DIRECTIONS: Reproduce word for word the part of the entries that opens with the line containing "[tag] window (a dot for each instance)" and runs through the last line of the entries.

-------- INFORMATION GIVEN

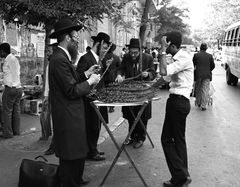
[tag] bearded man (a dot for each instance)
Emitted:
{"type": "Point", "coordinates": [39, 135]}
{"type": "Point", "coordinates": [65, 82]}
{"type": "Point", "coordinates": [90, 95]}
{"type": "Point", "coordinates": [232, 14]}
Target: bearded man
{"type": "Point", "coordinates": [66, 91]}
{"type": "Point", "coordinates": [130, 67]}
{"type": "Point", "coordinates": [101, 43]}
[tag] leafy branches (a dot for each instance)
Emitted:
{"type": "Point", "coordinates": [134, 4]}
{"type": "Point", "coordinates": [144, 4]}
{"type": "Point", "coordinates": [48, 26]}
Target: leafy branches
{"type": "Point", "coordinates": [170, 18]}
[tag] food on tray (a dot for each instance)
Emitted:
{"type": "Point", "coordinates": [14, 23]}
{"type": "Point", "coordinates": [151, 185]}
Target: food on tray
{"type": "Point", "coordinates": [126, 92]}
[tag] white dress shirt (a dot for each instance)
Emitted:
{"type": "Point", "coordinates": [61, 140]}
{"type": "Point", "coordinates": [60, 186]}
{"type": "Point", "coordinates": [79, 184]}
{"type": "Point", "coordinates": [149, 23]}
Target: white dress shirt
{"type": "Point", "coordinates": [46, 91]}
{"type": "Point", "coordinates": [181, 73]}
{"type": "Point", "coordinates": [95, 56]}
{"type": "Point", "coordinates": [11, 71]}
{"type": "Point", "coordinates": [66, 51]}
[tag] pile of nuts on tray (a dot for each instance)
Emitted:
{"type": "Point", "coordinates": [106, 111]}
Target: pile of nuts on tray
{"type": "Point", "coordinates": [126, 92]}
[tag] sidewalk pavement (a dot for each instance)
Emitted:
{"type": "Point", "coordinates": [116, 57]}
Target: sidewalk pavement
{"type": "Point", "coordinates": [29, 146]}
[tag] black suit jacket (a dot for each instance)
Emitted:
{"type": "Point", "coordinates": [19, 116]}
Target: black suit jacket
{"type": "Point", "coordinates": [84, 63]}
{"type": "Point", "coordinates": [128, 69]}
{"type": "Point", "coordinates": [204, 64]}
{"type": "Point", "coordinates": [66, 93]}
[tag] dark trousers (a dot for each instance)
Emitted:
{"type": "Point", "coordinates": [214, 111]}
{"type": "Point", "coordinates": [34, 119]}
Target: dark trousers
{"type": "Point", "coordinates": [138, 132]}
{"type": "Point", "coordinates": [173, 137]}
{"type": "Point", "coordinates": [93, 126]}
{"type": "Point", "coordinates": [11, 111]}
{"type": "Point", "coordinates": [70, 172]}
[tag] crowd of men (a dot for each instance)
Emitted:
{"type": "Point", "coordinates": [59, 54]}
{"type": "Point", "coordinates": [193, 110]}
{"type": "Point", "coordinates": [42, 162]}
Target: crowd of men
{"type": "Point", "coordinates": [76, 126]}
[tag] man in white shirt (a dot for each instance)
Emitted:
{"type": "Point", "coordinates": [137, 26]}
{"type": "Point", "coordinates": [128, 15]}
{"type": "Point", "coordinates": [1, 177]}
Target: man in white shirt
{"type": "Point", "coordinates": [177, 108]}
{"type": "Point", "coordinates": [100, 45]}
{"type": "Point", "coordinates": [12, 92]}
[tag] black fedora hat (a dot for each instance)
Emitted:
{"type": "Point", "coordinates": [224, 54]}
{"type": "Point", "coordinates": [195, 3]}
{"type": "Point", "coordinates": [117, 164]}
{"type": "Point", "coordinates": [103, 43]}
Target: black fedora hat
{"type": "Point", "coordinates": [102, 36]}
{"type": "Point", "coordinates": [65, 25]}
{"type": "Point", "coordinates": [134, 43]}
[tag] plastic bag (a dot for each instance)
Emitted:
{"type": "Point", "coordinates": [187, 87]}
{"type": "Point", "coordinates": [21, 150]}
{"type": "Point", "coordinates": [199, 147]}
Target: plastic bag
{"type": "Point", "coordinates": [211, 89]}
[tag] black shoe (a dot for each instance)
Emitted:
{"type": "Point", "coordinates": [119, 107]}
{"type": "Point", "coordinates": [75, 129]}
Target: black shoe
{"type": "Point", "coordinates": [187, 182]}
{"type": "Point", "coordinates": [50, 151]}
{"type": "Point", "coordinates": [169, 184]}
{"type": "Point", "coordinates": [84, 182]}
{"type": "Point", "coordinates": [96, 157]}
{"type": "Point", "coordinates": [6, 136]}
{"type": "Point", "coordinates": [111, 109]}
{"type": "Point", "coordinates": [129, 141]}
{"type": "Point", "coordinates": [101, 153]}
{"type": "Point", "coordinates": [203, 108]}
{"type": "Point", "coordinates": [138, 144]}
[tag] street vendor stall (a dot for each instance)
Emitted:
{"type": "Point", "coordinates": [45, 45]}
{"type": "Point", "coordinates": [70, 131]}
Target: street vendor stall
{"type": "Point", "coordinates": [134, 93]}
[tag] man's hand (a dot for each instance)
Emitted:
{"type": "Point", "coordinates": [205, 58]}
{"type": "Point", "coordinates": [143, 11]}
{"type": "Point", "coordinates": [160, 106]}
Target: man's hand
{"type": "Point", "coordinates": [119, 78]}
{"type": "Point", "coordinates": [93, 79]}
{"type": "Point", "coordinates": [109, 62]}
{"type": "Point", "coordinates": [145, 74]}
{"type": "Point", "coordinates": [92, 70]}
{"type": "Point", "coordinates": [164, 44]}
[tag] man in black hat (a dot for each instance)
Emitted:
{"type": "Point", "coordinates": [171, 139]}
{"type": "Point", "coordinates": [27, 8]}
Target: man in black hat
{"type": "Point", "coordinates": [100, 45]}
{"type": "Point", "coordinates": [130, 67]}
{"type": "Point", "coordinates": [204, 64]}
{"type": "Point", "coordinates": [12, 92]}
{"type": "Point", "coordinates": [180, 72]}
{"type": "Point", "coordinates": [66, 98]}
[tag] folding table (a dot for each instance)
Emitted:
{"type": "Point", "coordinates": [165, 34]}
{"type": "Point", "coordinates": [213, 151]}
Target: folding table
{"type": "Point", "coordinates": [143, 104]}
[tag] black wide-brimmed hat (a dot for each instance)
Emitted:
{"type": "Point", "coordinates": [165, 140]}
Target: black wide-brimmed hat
{"type": "Point", "coordinates": [102, 36]}
{"type": "Point", "coordinates": [63, 26]}
{"type": "Point", "coordinates": [134, 43]}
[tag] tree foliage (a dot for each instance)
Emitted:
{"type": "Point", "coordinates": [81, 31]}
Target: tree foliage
{"type": "Point", "coordinates": [47, 11]}
{"type": "Point", "coordinates": [170, 18]}
{"type": "Point", "coordinates": [222, 14]}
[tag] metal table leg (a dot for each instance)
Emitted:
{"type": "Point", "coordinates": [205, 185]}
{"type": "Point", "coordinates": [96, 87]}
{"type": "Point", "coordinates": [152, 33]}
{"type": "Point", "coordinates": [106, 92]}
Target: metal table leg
{"type": "Point", "coordinates": [143, 128]}
{"type": "Point", "coordinates": [122, 148]}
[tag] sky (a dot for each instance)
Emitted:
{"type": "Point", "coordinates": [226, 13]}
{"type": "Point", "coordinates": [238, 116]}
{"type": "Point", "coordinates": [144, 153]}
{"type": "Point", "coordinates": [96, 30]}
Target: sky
{"type": "Point", "coordinates": [198, 10]}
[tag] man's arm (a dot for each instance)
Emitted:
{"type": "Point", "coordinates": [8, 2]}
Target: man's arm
{"type": "Point", "coordinates": [163, 61]}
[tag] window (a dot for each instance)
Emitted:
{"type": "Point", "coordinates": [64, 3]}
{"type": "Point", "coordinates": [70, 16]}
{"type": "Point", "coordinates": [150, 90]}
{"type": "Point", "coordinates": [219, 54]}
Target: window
{"type": "Point", "coordinates": [235, 39]}
{"type": "Point", "coordinates": [231, 39]}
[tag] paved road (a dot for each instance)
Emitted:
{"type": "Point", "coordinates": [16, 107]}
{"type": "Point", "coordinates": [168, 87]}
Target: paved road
{"type": "Point", "coordinates": [212, 139]}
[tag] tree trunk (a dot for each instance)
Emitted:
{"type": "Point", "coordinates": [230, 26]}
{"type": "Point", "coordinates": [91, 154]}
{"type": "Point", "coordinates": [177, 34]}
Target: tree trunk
{"type": "Point", "coordinates": [45, 119]}
{"type": "Point", "coordinates": [144, 21]}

----------------

FINAL RESULT:
[tag] window (a dot for each instance)
Emitted:
{"type": "Point", "coordinates": [64, 3]}
{"type": "Point", "coordinates": [70, 16]}
{"type": "Point", "coordinates": [150, 90]}
{"type": "Point", "coordinates": [219, 54]}
Target: window
{"type": "Point", "coordinates": [235, 39]}
{"type": "Point", "coordinates": [231, 39]}
[tag] paved road (a dot for each instance)
Emitted:
{"type": "Point", "coordinates": [16, 107]}
{"type": "Point", "coordinates": [168, 87]}
Target: paved road
{"type": "Point", "coordinates": [212, 139]}
[tag] tree trunk (a dot for each instance)
Emitted:
{"type": "Point", "coordinates": [230, 26]}
{"type": "Point", "coordinates": [91, 154]}
{"type": "Point", "coordinates": [177, 34]}
Target: tree trunk
{"type": "Point", "coordinates": [45, 119]}
{"type": "Point", "coordinates": [144, 21]}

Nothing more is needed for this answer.